### Exercice court a
Comptez les lignes des enregistrements qui contiennent la chaîne « pylon », en respectant la casse. Donnez uniquement ce nombre.

### Texte choisi
● ● ● ●
Après le Chaos, vint enfin l'ordre

Hier soir, alors que j'essayais de trouver un film qui pouvait me faire oublier une chose abominable que j'ai apprise et qui m'a enlevée le peu de courage qui me permettait de ne plus avoir peur de cette saloperie dont on a parlé hier, mon père a eu la bonne idée de passer sur la chaîne Numéro 23.

Je ne connaissais pas vraiment ce film (même s'il me paraissait un tantinet familier), et donc, j'ai tenté de le regarder, juste par curiosité.

Tout d'abord, l'histoire. Même si elle est somme toute banale (délit de fuite, une prostituée qui est battue par ses maquereaux, la famille bourgeoise etc), elle arrive quand même à attirer, à intriguer. En effet, tout commence par un couple qui deviennent malgré eux, les témoins d'une agression sur la personne d'une prostituée. Néanmoins, au lieu de lui porter secours, Paul, le mari verrouille les portières afin qu'elle n'entre pas dans la voiture, et avec sa femme, ils s'enfuient tandis que les proxénètes de la jeune femme lui portent des coups avec une violence bestiale jusqu'à la laisser pour morte. Prise de remords et de culpabilité, sa femme Hélène souhaite se racheter en essayant de savoir si la jeune femme est encore en vie, et l'hôpital dans lequel elle se repose. Après un pronostic vital très critique et moults arrêts cardiaques et autres complications, Malika parvient à réchapper à la mort. Ainsi, on assiste au début d'une histoire palpitante pour Hélène, habituée à vivre platement entre un mari froid et lâche, la mère de celui-ci qu'il ne visite pratiquement pas, et d'un fils aussi désinvolte que coureur de jupons.
● ● ● ●
### Données brutes
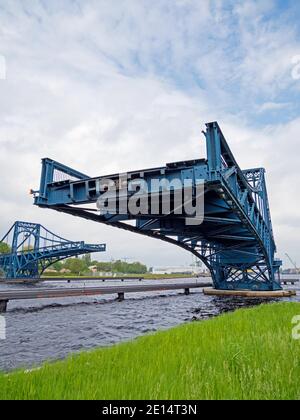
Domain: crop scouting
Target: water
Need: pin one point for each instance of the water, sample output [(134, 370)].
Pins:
[(46, 329)]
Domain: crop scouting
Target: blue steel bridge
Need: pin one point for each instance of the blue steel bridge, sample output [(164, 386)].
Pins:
[(235, 240), (30, 249)]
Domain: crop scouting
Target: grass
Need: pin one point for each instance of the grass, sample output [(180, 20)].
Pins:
[(248, 354)]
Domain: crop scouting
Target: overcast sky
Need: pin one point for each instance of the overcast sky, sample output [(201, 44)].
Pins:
[(114, 85)]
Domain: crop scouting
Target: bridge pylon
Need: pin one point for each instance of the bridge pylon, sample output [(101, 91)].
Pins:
[(28, 249)]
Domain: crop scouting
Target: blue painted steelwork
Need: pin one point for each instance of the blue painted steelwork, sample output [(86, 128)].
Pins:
[(31, 249), (235, 240)]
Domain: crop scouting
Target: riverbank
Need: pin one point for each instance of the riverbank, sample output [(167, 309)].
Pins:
[(248, 354)]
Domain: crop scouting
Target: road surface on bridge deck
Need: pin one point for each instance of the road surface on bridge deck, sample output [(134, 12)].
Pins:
[(39, 293)]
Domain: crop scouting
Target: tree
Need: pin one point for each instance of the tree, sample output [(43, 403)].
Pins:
[(75, 265)]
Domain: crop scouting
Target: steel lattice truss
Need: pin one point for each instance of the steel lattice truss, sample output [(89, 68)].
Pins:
[(31, 249), (235, 240)]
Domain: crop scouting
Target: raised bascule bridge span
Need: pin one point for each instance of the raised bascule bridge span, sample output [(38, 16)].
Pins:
[(235, 240), (30, 249)]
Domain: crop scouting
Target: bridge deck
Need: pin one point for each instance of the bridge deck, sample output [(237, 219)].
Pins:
[(8, 295)]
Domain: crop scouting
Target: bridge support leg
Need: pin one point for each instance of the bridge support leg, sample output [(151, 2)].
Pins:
[(121, 296), (3, 305)]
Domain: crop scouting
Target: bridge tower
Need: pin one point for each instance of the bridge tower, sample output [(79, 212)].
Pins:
[(28, 249)]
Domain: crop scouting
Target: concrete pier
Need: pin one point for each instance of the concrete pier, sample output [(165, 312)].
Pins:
[(250, 293), (39, 293)]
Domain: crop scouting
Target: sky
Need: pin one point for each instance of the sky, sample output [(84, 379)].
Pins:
[(108, 86)]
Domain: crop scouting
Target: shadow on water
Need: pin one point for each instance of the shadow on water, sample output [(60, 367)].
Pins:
[(43, 330), (224, 304)]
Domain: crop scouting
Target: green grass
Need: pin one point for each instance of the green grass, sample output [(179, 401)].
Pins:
[(248, 354)]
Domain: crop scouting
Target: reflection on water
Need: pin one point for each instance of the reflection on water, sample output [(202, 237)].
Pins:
[(40, 330)]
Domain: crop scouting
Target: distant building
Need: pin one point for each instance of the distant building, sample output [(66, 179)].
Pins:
[(177, 270), (65, 271)]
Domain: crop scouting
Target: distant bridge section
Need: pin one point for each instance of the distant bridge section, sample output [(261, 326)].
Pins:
[(234, 238), (28, 249)]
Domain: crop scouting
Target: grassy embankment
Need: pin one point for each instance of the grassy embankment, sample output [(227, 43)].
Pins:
[(248, 354)]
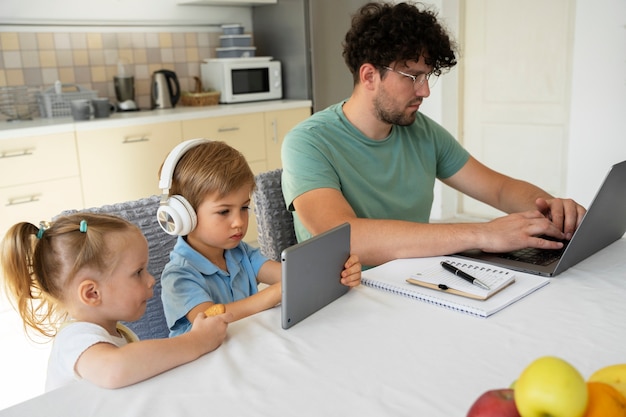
● ● ● ●
### Exercice court b
Recopiez fidèlement tout le passage du texte choisi, depuis « Hier soir, alors » jusqu'à « chaîne Numéro 23. » inclus.

### Résultat a
2

### Résultat b
Hier soir, alors que j'essayais de trouver un film qui pouvait me faire oublier une chose abominable que j'ai apprise et qui m'a enlevée le peu de courage qui me permettait de ne plus avoir peur de cette saloperie dont on a parlé hier, mon père a eu la bonne idée de passer sur la chaîne Numéro 23.